Stored data
● ● ●

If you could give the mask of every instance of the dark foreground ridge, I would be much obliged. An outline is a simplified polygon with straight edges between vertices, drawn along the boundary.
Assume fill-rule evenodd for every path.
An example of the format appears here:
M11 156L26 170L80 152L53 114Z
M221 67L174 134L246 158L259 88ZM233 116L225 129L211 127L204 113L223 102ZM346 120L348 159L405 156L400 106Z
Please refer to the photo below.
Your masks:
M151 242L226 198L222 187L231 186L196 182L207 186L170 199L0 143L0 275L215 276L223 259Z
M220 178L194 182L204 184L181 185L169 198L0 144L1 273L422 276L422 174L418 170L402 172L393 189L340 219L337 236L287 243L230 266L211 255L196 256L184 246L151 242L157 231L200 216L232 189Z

● ● ●

TASK –
Rewrite the rows above with "dark foreground ridge" changed to "dark ridge in the foreground" and everything else left unchanged.

ANSWER TO THIS PROBLEM –
If you could give the mask of every instance of the dark ridge in the foreground, I would be much obliged. An outline is a simplified polygon with straight edges between vertices, drawn along the boundary.
Assume fill-rule evenodd for every path.
An example of the format appears here:
M11 156L26 170L80 152L53 114Z
M221 67L174 134L246 158L259 88ZM233 116L225 129L211 127L204 113L223 102ZM346 120L348 159L405 156L400 106Z
Please refer to the photo below.
Your masks:
M151 242L226 198L222 187L231 186L196 182L207 186L170 199L0 143L0 275L215 276L223 259Z
M220 178L194 182L204 184L181 185L169 198L0 144L1 273L422 276L422 174L418 170L402 172L393 189L340 219L337 236L287 243L230 266L211 255L196 256L184 246L151 242L157 231L200 216L232 189Z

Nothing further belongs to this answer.